A ciência tem demonstrado os perigos do uso de bicos artificias para a amamentação e para a saúde do bebê. Mas a indústria continua se esforçando para produzi-los com novas roupagens e promessas. Sempre omitindo as consequências negativas do seu uso. Estamos no século XXI e as pessoas continuam pensando que é normal um bebê largar sozinho, “porque quis”, o peito aos 15 dias, 3 meses, 6, 9, 11 meses. Que isso simplesmente acontece do nada (o mesmo vale para o leite que seca do dia pra noite ou vice-versa). A verdade é que um bebê dificilmente fará isso antes dos dois anos, a menos que haja sofrido interferência externa. Como por exemplo: uso de bicos e leite artificial, controle dos horários das mamadas, introdução alimentar desregrada, greve de peito mal interpretada, etc.

Registros de uma fonte de dados:
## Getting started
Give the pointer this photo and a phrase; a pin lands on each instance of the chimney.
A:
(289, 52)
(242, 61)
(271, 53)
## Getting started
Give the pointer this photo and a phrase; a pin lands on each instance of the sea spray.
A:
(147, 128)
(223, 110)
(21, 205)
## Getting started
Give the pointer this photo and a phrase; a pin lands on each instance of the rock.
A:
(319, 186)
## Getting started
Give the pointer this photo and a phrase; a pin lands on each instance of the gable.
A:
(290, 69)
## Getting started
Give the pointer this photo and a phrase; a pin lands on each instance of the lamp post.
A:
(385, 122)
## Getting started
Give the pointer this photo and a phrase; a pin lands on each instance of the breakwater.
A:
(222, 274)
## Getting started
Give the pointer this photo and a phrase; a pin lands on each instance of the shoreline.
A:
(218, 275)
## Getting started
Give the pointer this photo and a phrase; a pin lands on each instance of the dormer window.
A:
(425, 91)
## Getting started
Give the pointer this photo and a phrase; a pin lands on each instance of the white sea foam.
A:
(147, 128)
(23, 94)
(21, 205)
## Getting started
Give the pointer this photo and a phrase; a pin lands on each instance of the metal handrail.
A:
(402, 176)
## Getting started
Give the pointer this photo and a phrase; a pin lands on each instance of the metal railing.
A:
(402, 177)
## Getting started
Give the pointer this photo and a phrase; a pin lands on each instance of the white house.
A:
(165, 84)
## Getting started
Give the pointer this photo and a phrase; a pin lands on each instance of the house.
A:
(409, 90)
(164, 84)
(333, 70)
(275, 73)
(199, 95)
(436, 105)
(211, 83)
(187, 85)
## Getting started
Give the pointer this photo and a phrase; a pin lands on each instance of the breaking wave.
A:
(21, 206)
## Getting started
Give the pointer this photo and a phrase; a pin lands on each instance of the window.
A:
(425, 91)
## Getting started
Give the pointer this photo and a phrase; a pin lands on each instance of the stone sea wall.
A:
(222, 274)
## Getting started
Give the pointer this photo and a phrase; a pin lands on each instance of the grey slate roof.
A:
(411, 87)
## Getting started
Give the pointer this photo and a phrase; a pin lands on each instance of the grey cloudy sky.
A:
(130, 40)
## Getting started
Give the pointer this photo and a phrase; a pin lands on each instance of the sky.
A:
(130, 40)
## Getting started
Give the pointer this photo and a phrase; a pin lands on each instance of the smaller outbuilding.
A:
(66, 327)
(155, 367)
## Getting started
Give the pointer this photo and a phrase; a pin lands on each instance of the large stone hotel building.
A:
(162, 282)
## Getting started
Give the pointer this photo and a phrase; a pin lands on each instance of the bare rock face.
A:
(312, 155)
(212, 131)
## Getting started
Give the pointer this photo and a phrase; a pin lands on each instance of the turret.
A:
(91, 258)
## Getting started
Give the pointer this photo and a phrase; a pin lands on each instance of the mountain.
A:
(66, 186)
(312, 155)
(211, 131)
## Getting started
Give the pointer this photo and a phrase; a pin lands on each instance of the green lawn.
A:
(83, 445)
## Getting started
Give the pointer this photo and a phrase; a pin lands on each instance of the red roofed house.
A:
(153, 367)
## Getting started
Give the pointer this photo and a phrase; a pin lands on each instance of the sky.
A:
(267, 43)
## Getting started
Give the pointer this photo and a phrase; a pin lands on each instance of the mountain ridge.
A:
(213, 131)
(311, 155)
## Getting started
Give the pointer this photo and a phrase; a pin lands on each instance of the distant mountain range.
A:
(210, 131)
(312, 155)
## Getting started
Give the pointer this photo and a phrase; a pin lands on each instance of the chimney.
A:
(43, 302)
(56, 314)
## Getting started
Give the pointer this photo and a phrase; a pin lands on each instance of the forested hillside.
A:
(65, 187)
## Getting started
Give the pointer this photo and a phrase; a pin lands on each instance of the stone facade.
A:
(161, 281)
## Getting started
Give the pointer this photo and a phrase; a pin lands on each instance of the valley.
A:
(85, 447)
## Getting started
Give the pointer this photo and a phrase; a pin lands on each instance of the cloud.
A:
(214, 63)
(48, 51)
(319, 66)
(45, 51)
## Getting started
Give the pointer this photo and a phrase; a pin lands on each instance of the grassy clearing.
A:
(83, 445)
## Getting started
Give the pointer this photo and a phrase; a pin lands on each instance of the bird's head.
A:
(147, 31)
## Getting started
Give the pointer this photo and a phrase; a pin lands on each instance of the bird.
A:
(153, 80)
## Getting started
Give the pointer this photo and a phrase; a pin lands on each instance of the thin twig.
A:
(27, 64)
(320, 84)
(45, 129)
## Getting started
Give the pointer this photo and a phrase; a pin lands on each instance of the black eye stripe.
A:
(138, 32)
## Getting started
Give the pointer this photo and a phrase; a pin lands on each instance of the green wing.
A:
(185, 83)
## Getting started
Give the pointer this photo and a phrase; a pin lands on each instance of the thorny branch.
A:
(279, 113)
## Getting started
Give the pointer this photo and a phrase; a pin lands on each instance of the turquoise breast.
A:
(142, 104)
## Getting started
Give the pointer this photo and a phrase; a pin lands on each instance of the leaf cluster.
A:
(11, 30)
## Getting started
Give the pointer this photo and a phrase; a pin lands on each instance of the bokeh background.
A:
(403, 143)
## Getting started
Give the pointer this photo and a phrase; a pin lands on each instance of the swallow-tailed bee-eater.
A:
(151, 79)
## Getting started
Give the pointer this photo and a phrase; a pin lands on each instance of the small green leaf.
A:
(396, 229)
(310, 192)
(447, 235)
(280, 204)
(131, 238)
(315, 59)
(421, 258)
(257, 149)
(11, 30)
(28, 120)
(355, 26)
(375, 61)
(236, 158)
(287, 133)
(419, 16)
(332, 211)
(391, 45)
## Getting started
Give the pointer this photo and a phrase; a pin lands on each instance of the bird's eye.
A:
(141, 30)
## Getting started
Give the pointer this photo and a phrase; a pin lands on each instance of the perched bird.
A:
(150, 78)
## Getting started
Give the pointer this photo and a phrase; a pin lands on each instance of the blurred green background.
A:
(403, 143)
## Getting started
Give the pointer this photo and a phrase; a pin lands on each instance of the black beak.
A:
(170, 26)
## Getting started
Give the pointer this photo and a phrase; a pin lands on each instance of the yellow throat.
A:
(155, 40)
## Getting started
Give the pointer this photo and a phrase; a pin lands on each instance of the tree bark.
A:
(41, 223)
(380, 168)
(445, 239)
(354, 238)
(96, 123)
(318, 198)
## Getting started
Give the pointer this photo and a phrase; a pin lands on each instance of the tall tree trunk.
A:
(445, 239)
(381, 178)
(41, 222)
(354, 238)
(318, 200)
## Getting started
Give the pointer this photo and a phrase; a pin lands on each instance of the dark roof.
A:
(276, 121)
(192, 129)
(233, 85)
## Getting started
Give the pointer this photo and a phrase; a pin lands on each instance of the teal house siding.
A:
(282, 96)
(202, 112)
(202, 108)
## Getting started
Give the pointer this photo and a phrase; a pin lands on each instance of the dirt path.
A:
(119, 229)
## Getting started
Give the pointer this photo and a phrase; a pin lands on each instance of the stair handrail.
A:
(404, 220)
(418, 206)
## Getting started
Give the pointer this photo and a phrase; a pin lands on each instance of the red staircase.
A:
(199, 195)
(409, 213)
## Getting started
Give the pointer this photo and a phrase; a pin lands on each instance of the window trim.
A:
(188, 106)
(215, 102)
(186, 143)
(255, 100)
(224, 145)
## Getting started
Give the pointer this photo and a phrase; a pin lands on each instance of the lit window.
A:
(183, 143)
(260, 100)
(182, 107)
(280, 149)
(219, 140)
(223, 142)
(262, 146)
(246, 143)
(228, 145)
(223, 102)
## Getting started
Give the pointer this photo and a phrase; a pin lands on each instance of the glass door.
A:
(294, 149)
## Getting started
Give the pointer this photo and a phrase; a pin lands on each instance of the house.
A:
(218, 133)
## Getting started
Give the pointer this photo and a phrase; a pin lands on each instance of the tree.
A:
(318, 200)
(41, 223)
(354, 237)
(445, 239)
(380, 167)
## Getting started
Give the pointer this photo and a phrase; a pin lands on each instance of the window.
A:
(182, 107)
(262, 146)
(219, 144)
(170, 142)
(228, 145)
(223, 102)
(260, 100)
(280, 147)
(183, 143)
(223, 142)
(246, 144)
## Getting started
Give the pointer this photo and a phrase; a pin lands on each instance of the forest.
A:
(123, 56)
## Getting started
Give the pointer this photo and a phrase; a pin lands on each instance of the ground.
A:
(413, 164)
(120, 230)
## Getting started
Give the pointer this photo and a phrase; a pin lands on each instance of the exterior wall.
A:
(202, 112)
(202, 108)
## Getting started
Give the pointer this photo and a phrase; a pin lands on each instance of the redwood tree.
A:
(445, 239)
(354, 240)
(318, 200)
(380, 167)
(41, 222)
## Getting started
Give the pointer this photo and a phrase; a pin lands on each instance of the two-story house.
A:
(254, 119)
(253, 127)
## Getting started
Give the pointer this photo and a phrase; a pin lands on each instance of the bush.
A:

§ ATIVIDADES:
- a) Responda às perguntas abaixo com base no texto sobre amamentação.
(i) O que a indústria sempre omite sobre os bicos artificiais?
(ii) Antes de que idade, segundo o texto, um bebê dificilmente larga o peito?
(iii) Com o que a indústria continua se esforçando para produzir os bicos?
- b) Liste todos os exemplos de interferência externa citados no texto sobre amamentação.

§ RESPOSTAS EM ORDEM:
- a)
(i) As consequências negativas do seu uso.
(ii) Antes dos dois anos.
(iii) Com novas roupagens e promessas.

- b)
- Uso de bicos e leite artificial
- Controle dos horários das mamadas
- Introdução alimentar desregrada
- Greve de peito mal interpretada